Written request –
Repeat exactly the lines from the line containing "[pin] man in grey" to the last line of the listing, including both.

======== Data section ========

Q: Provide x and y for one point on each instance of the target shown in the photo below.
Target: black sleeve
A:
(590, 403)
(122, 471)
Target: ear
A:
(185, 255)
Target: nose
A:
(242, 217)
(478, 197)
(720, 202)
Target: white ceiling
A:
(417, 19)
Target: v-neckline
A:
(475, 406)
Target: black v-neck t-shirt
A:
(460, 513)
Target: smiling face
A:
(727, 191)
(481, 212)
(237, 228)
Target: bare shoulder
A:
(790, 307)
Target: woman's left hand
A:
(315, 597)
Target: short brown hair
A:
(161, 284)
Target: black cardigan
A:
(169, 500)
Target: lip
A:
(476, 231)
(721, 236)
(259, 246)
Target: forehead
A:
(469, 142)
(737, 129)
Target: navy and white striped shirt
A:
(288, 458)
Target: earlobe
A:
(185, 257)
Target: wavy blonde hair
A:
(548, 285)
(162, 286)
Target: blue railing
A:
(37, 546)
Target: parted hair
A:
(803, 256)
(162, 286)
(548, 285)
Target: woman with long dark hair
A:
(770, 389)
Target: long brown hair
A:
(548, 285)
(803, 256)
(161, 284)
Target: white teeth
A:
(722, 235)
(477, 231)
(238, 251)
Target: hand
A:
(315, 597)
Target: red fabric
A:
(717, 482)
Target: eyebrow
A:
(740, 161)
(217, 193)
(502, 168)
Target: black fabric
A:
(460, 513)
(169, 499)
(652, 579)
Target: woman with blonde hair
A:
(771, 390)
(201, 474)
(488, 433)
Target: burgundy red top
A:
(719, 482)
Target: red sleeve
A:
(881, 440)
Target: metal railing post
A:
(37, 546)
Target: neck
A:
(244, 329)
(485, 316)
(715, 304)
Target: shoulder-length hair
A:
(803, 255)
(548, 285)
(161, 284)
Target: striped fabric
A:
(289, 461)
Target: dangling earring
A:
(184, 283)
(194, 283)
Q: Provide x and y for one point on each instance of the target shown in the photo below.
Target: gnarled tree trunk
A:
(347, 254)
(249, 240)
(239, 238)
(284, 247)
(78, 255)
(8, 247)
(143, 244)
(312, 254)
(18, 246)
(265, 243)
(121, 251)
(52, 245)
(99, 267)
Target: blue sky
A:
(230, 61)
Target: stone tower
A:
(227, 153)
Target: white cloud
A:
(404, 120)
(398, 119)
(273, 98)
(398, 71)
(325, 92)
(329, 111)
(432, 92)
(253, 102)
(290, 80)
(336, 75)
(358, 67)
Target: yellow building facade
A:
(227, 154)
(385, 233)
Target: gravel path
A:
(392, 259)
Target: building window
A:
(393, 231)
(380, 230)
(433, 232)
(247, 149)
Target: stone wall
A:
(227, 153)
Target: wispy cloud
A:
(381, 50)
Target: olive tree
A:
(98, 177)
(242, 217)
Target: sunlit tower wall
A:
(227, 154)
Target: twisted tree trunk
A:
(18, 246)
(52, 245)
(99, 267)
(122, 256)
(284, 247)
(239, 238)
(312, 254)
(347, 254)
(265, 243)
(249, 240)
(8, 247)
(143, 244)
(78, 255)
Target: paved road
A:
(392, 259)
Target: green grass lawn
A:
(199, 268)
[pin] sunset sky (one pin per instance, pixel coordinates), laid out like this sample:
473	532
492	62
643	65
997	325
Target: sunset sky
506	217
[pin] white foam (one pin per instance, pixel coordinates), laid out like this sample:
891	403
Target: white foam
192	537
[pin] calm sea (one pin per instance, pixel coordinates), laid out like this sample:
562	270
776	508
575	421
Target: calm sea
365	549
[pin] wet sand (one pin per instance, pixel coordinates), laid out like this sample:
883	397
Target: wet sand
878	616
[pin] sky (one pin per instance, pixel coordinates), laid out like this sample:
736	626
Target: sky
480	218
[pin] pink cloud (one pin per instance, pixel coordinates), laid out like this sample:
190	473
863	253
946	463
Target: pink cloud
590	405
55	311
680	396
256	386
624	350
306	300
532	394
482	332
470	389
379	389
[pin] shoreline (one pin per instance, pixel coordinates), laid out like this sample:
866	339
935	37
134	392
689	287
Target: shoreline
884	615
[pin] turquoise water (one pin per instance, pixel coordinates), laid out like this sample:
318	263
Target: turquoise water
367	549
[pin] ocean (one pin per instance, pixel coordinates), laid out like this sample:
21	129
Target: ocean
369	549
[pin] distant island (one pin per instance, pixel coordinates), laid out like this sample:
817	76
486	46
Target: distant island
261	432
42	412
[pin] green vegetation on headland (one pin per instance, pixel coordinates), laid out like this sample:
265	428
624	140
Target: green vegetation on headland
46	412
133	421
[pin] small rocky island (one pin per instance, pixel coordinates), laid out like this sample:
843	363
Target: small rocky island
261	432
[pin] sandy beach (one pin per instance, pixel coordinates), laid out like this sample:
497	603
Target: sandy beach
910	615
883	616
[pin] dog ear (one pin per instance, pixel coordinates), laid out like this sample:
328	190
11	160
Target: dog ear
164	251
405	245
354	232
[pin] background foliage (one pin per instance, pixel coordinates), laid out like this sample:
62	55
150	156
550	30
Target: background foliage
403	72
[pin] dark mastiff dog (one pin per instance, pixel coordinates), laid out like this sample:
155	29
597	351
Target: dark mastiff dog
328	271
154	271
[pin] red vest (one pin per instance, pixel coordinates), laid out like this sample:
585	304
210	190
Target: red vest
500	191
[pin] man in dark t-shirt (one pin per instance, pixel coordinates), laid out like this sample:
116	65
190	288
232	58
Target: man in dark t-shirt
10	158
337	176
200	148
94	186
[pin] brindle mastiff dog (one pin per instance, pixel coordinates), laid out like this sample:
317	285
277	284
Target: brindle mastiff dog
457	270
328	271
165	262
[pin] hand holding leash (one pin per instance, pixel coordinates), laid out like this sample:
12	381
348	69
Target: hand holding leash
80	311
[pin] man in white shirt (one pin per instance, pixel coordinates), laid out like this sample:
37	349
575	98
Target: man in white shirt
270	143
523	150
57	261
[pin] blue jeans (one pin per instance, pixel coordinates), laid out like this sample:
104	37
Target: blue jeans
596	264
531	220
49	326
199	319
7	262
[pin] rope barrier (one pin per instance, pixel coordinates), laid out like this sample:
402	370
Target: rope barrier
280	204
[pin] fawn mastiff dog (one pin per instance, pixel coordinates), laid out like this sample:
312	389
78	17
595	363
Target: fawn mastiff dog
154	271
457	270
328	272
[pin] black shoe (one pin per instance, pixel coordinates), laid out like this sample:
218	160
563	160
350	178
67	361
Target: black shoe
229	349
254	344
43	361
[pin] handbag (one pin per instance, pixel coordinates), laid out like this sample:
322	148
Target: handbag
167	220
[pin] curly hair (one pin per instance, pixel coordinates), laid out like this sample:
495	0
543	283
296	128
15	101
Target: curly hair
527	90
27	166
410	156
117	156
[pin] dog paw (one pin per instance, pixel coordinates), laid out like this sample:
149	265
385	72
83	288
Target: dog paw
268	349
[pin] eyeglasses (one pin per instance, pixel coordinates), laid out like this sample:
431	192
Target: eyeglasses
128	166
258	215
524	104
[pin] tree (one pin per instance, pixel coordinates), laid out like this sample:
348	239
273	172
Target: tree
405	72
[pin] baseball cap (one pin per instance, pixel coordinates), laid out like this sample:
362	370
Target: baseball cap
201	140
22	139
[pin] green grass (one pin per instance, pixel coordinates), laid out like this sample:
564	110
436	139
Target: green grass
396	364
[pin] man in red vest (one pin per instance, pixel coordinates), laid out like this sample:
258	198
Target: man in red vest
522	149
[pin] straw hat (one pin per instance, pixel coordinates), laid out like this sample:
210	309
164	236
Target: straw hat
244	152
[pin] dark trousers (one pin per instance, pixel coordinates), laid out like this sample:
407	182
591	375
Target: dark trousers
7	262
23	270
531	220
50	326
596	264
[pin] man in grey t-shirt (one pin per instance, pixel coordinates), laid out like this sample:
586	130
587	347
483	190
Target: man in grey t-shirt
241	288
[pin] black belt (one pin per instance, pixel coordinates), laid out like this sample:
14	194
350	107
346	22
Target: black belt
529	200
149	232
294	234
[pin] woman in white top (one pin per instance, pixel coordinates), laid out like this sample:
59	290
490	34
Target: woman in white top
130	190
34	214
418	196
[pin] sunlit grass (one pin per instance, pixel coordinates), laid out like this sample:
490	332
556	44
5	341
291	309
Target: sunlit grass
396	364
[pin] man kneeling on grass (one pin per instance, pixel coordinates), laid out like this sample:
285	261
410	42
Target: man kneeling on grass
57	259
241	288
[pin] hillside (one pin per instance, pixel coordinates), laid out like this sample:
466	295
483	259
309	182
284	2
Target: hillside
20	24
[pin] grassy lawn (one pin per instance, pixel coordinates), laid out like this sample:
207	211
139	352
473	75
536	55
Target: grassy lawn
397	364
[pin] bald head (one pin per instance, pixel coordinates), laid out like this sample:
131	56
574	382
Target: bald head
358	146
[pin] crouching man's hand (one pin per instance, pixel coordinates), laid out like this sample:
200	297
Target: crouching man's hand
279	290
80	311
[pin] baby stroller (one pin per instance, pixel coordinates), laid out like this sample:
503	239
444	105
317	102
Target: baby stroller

========

Answer to the exercise –
[pin] man in grey t-shirt (one pin per instance, pixel coordinates), laid out like this sample:
586	130
587	347
483	190
Target: man in grey t-shirt
241	288
[pin] black belt (one pin per instance, pixel coordinates), laid out like this sample:
14	194
350	107
346	22
Target: black belt
529	200
149	232
294	234
[pin] woman in white top (one pin per instance, pixel coordinates), laid out like this sample:
59	290
490	34
Target: woman in white top
130	190
34	214
418	196
[pin] sunlit grass (one pin per instance, pixel coordinates), laid out like this sample:
490	332
556	44
5	341
291	309
Target: sunlit grass
396	364
[pin] man kneeling on grass (one pin per instance, pixel coordinates), laid out like this sample:
285	261
410	42
Target: man kneeling on grass
57	259
241	288
[pin] hillside (one pin per instance, pixel coordinates), laid out like this sample:
466	295
483	259
309	182
284	2
Target: hillside
20	24
[pin] grassy lawn (one pin per instance, pixel coordinates), laid out like this sample:
207	211
139	352
473	75
536	55
Target: grassy lawn
397	364
[pin] bald head (one pin per instance, pixel coordinates), laid out like this sample:
131	56
574	382
Target: bald head
358	146
[pin] crouching man's hand (one pin per instance, pixel coordinates), laid out like this sample:
200	297
Target: crouching man's hand
279	290
80	311
[pin] baby stroller (one pin per instance, pixel coordinates), laid out like this sample:
503	239
444	105
317	102
Target: baby stroller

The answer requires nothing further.